* [Region pointing data]
== Segment start ==

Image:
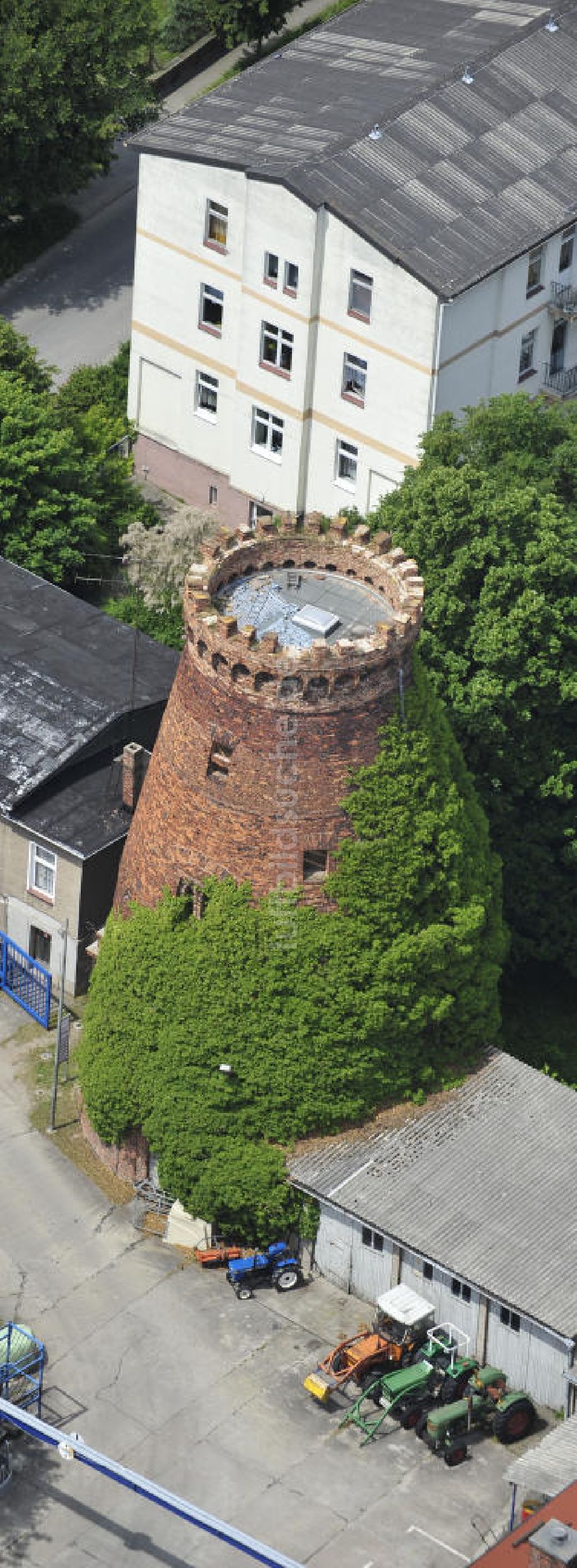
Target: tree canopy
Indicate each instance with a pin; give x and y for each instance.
(324, 1017)
(73, 79)
(491, 518)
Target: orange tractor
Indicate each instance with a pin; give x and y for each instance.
(399, 1330)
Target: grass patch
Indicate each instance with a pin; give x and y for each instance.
(540, 1018)
(23, 242)
(328, 14)
(68, 1133)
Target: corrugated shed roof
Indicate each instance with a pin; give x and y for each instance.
(463, 179)
(484, 1184)
(551, 1465)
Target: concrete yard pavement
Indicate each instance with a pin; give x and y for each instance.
(162, 1368)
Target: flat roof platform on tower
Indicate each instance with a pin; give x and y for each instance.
(302, 604)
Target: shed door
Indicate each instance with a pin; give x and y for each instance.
(160, 402)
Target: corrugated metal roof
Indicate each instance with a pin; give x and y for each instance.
(463, 179)
(482, 1183)
(551, 1465)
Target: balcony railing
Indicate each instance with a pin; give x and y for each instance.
(563, 383)
(563, 298)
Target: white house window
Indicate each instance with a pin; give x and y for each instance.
(527, 353)
(534, 272)
(206, 395)
(291, 278)
(272, 268)
(355, 378)
(267, 433)
(276, 347)
(359, 295)
(217, 225)
(567, 248)
(212, 308)
(43, 871)
(347, 465)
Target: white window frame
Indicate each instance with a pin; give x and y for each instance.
(42, 857)
(535, 264)
(355, 367)
(346, 452)
(284, 344)
(364, 284)
(291, 288)
(273, 424)
(215, 217)
(272, 278)
(215, 295)
(206, 383)
(568, 244)
(527, 353)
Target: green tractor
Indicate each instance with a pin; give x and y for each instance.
(486, 1405)
(436, 1377)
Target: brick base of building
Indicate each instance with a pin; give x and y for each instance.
(129, 1159)
(192, 482)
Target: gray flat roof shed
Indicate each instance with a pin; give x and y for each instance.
(482, 1181)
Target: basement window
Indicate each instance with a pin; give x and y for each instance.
(314, 864)
(510, 1319)
(219, 761)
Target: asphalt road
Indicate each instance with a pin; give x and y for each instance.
(76, 301)
(165, 1371)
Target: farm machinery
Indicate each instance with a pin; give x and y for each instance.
(276, 1266)
(399, 1332)
(438, 1376)
(486, 1405)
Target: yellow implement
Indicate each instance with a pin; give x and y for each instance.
(317, 1388)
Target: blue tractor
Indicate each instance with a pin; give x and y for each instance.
(276, 1266)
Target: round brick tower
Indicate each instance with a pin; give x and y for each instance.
(297, 647)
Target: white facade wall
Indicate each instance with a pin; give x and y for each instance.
(534, 1357)
(482, 331)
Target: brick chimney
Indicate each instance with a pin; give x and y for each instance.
(551, 1545)
(134, 767)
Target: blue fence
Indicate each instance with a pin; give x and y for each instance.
(25, 980)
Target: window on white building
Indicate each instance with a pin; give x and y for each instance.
(272, 268)
(217, 225)
(567, 248)
(535, 268)
(43, 871)
(276, 347)
(206, 395)
(212, 301)
(359, 295)
(291, 278)
(267, 433)
(347, 460)
(527, 353)
(355, 378)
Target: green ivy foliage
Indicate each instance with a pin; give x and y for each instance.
(322, 1017)
(491, 518)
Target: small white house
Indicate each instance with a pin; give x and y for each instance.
(368, 228)
(468, 1200)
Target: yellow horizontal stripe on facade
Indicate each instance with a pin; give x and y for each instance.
(204, 261)
(264, 400)
(182, 349)
(497, 331)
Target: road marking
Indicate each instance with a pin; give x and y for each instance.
(414, 1529)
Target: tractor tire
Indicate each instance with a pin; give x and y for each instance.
(410, 1416)
(287, 1280)
(515, 1423)
(455, 1455)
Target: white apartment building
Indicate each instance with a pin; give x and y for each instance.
(368, 228)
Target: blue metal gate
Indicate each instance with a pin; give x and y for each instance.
(25, 980)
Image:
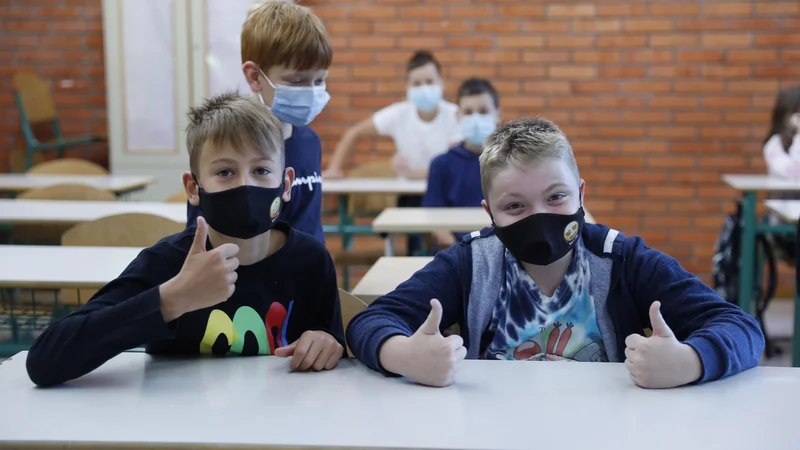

== Segment end ==

* [Exercise] Output all the entries above verbatim, please. No images.

* [Exercise response]
Image:
Target: tree canopy
Indicate each instance with a pin; give x and y for each instance.
(324, 1017)
(73, 79)
(491, 518)
Target: orange tractor
Indicate each instance with a pin; give x and y for each instance.
(399, 1330)
Target: grass patch
Indicate each instance with a pin; give x and y for each instance.
(540, 1018)
(23, 242)
(328, 14)
(68, 1133)
Target: corrugated shed roof
Indicate each instance with a pin; give x and y for each instance.
(463, 179)
(484, 1184)
(551, 1465)
Target: concrete yard pavement
Indicate each instance with a pin; give x and y for each instance.
(162, 1368)
Target: flat roof platform on tower
Indicate each instance with a pin; give x and y for each instance.
(302, 604)
Target: shed door
Indicate each instance with a pin; give x and y for each instance.
(160, 402)
Target: corrugated metal roof
Indicate each instance with a pin; give x and y for each instance.
(463, 179)
(482, 1183)
(551, 1465)
Target: balcony railing
Indicate each instance with a pin; give x and y for each instance.
(563, 383)
(563, 298)
Target: white house window
Indicate each instance with a pin; give x and y for each instance.
(527, 353)
(534, 272)
(206, 395)
(291, 278)
(272, 268)
(355, 378)
(267, 433)
(276, 347)
(359, 295)
(217, 225)
(567, 248)
(212, 308)
(43, 871)
(347, 465)
Target: white window frame
Indicate each instance with a pin; give x and y for each instance.
(42, 857)
(535, 264)
(355, 367)
(346, 452)
(284, 344)
(364, 284)
(291, 288)
(273, 424)
(215, 217)
(272, 278)
(215, 295)
(206, 383)
(568, 244)
(527, 353)
Target: green tractor
Indicate each instance with a pin; give x and y for each instance.
(486, 1405)
(436, 1377)
Target: brick base of building
Indicate each instance with a pin; give x and y for each instance.
(129, 1159)
(192, 482)
Target: gray flat roof shed
Indicate each instance with a pin; give x and y for each instance.
(482, 1181)
Target: basement window
Indicate each instance with a pin; give x and y for each instance.
(314, 864)
(510, 1319)
(219, 761)
Target: asphalt road
Indicate each instance with a pin; give x and y for each instance.
(76, 301)
(165, 1371)
Target: farm machinery
Indicate each instance with a pin; give x and y for each instance.
(276, 1266)
(399, 1332)
(438, 1376)
(486, 1405)
Target: yellow implement
Indicate each instance with a pin; give x and y for each instance.
(317, 1388)
Target: blue tractor
Indicate each instance with a pin; give x and y for each instance.
(276, 1266)
Target: round brick tower
Indicate each instance with a pin; give x and y for each instance.
(297, 647)
Target: white facade wall
Indicate each instance with a pin; give x and y for each instance.
(534, 1357)
(482, 331)
Target: brick chimney
Indicate each instance with a pin; give x and y for each instance.
(551, 1545)
(134, 767)
Target: blue fence
Indicate each instance with a pin; give x and y for each instance.
(25, 980)
Target: window on white building
Indicate each instance with a pin; give x and y for each instance.
(272, 268)
(217, 225)
(567, 248)
(535, 268)
(43, 871)
(276, 347)
(206, 395)
(212, 301)
(359, 295)
(291, 278)
(267, 433)
(347, 460)
(527, 353)
(355, 378)
Target: green ivy foliage
Indicate each instance with a pin; give x and y for each instance.
(322, 1017)
(491, 518)
Target: small white house
Indicate each instance with a pin; give x and y for each instance.
(368, 228)
(468, 1200)
Target: yellow horizontal stripe on facade
Indicate each instance with a pin; give x and y for each instance.
(204, 261)
(264, 400)
(182, 349)
(497, 331)
Target: road marking
Indicate each instance with a pin; give x and y for each instance.
(414, 1529)
Target: tractor tire
Indicate each instance with a pin; give x and y for each instance.
(410, 1416)
(287, 1280)
(515, 1423)
(455, 1455)
Target: white apartment building
Indicate each instance with a pin; give x and y for each instance.
(368, 228)
Target: blue metal gate
Indicate each instance with a pin; give x and y for each instance.
(25, 980)
Image:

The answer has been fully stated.